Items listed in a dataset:
******************************

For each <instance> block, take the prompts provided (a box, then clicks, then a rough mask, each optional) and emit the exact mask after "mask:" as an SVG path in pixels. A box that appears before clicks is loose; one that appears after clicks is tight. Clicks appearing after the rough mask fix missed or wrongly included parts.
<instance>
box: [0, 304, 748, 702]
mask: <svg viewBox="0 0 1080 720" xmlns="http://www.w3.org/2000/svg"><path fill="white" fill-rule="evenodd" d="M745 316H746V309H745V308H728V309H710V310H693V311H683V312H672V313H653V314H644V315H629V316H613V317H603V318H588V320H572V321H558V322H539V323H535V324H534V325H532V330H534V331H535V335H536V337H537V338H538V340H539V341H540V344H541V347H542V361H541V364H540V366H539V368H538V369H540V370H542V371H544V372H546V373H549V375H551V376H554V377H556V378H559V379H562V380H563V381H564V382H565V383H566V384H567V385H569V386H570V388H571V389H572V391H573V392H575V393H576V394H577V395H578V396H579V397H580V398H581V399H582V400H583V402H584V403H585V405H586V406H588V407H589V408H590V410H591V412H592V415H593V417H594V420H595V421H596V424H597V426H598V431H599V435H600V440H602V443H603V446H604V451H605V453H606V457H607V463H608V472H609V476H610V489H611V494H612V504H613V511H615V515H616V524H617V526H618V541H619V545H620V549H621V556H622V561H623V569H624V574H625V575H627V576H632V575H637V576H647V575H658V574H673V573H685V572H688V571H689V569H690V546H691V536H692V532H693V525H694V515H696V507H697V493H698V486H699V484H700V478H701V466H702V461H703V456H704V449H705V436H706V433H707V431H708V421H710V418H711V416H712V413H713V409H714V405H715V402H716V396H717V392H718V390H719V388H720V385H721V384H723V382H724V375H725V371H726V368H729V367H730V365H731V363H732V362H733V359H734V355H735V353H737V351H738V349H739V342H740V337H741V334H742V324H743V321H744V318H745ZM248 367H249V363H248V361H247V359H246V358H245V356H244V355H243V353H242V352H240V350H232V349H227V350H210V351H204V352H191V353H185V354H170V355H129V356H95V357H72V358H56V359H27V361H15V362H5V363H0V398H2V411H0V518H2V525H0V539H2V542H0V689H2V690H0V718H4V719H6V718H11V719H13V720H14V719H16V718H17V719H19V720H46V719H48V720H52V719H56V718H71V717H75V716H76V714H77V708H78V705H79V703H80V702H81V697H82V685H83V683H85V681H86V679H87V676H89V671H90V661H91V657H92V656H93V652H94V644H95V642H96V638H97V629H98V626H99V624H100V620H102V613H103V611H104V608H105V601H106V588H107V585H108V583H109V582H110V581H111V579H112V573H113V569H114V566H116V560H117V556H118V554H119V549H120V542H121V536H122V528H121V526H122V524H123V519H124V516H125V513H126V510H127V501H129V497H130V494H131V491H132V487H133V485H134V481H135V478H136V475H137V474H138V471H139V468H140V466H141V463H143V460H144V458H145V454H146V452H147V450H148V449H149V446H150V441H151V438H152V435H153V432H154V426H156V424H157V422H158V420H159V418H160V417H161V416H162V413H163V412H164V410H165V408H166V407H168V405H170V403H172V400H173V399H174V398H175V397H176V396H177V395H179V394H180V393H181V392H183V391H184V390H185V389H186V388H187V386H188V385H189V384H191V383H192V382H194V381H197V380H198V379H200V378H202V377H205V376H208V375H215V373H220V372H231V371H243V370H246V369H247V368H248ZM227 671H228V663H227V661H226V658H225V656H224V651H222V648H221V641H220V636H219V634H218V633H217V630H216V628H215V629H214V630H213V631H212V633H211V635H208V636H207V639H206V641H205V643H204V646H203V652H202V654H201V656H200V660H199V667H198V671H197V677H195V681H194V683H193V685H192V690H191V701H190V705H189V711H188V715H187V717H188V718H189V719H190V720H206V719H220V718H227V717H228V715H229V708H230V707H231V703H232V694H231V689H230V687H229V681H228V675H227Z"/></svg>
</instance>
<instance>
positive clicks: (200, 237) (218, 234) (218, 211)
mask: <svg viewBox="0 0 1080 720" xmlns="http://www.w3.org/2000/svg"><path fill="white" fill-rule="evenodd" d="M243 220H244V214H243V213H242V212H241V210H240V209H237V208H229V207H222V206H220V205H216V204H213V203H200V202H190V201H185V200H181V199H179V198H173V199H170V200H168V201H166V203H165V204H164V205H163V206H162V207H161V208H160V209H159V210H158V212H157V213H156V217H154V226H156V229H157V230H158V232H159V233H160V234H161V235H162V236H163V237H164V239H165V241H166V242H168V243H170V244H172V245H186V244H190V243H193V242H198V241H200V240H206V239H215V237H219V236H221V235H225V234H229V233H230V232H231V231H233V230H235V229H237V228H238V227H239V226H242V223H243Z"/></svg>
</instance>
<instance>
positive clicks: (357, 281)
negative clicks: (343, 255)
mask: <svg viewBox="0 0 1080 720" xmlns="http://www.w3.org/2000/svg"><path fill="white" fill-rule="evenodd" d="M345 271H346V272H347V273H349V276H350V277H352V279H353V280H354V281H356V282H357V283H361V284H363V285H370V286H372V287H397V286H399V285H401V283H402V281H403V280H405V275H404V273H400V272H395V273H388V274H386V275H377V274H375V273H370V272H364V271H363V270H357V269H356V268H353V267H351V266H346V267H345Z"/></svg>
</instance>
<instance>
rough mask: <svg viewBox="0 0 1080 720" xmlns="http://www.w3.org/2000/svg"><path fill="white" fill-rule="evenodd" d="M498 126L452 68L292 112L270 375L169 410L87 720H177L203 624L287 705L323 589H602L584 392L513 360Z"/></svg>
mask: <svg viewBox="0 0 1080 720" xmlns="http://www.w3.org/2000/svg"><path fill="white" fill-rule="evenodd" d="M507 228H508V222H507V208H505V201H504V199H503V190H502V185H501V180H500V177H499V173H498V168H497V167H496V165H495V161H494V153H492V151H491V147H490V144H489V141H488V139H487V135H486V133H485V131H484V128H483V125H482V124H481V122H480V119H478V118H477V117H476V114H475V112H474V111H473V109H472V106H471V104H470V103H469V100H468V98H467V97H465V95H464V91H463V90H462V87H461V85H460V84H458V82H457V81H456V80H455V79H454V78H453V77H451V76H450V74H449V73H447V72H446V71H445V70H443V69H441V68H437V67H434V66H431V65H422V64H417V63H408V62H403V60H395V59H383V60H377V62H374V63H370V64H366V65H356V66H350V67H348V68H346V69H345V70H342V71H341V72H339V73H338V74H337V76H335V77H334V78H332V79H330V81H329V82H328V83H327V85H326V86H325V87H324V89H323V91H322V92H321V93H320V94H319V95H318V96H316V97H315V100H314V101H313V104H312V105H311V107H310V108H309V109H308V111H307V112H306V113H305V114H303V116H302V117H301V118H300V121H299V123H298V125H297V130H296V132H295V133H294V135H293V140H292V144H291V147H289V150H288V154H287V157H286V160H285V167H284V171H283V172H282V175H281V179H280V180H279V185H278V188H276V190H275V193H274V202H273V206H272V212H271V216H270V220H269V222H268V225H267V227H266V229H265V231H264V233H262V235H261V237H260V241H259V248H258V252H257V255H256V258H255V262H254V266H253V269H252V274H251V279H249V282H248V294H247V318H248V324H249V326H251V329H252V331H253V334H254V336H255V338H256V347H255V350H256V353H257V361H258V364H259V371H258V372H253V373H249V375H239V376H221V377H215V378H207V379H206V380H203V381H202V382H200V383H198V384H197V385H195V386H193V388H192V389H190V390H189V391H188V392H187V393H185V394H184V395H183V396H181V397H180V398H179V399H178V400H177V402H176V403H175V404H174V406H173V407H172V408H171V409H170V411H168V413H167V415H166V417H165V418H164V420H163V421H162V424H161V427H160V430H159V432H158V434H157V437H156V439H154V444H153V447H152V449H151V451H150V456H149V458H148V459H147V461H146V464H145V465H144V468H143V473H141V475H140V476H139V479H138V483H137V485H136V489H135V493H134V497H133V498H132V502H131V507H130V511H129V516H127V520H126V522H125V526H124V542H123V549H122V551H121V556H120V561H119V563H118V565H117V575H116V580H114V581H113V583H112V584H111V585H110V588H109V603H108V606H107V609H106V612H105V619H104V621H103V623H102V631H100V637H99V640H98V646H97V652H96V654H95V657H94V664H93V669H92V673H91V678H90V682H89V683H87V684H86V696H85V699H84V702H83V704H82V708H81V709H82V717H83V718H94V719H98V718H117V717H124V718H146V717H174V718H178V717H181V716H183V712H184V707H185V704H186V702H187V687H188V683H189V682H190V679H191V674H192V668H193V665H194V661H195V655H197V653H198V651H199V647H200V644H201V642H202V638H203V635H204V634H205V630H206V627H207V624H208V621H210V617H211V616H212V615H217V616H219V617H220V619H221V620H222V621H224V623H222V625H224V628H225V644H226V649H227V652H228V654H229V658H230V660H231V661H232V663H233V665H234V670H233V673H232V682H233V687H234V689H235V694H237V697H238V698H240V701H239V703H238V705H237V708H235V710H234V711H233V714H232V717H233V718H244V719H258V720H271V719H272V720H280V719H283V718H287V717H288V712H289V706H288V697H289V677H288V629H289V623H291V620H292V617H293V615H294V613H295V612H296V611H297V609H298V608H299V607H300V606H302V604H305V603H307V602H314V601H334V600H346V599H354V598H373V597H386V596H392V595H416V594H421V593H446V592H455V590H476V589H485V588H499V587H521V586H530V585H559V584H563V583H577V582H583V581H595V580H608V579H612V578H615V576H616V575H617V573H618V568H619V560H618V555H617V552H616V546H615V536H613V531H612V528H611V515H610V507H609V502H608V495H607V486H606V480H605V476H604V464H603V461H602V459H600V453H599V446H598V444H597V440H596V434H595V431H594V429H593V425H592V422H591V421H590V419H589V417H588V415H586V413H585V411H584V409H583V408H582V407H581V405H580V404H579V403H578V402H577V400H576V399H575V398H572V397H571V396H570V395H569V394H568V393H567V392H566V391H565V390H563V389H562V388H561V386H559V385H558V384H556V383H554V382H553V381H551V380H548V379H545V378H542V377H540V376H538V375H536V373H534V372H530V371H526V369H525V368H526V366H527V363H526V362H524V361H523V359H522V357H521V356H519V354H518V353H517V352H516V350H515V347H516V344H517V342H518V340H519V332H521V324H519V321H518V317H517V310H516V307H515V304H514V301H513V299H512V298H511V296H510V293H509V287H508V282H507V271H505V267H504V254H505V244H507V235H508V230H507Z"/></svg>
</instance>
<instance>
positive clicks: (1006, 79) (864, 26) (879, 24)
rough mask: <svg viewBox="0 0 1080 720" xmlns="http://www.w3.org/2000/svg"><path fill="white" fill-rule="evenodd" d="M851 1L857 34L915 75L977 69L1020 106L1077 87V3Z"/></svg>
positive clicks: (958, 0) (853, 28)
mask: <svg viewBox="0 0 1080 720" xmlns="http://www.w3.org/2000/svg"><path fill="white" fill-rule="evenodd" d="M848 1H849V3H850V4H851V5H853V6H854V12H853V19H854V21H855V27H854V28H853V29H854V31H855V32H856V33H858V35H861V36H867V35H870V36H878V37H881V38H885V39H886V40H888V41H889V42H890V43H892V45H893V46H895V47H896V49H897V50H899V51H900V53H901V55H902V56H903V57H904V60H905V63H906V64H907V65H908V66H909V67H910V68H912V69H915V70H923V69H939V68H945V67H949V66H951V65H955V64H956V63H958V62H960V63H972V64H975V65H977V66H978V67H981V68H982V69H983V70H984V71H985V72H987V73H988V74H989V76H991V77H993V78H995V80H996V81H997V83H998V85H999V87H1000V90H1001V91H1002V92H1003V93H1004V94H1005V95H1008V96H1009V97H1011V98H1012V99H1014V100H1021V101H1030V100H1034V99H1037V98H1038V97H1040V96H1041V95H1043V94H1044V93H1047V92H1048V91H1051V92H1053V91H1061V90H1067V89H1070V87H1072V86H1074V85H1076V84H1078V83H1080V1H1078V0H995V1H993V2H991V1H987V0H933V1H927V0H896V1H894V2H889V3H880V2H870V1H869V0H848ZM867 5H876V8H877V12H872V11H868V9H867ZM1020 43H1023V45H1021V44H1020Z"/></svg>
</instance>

******************************

Assigned task:
Pull out each line of the entries above that contains the string "clicks", matching case exactly.

Answer box:
For each <instance> block, take the prompts provided (a box, then clicks, then a rough mask, each optional) and emit the exact mask after "mask:" as an SVG path in pixels. A box that appears before clicks is loose; one that appears after clicks is tight. Clicks appearing after the rough mask fix missed or wrongly included parts.
positive clicks: (200, 237) (218, 234) (218, 211)
positive clicks: (357, 281)
negative clicks: (343, 255)
positive clicks: (1006, 79) (864, 26) (879, 24)
positive clicks: (958, 0) (853, 28)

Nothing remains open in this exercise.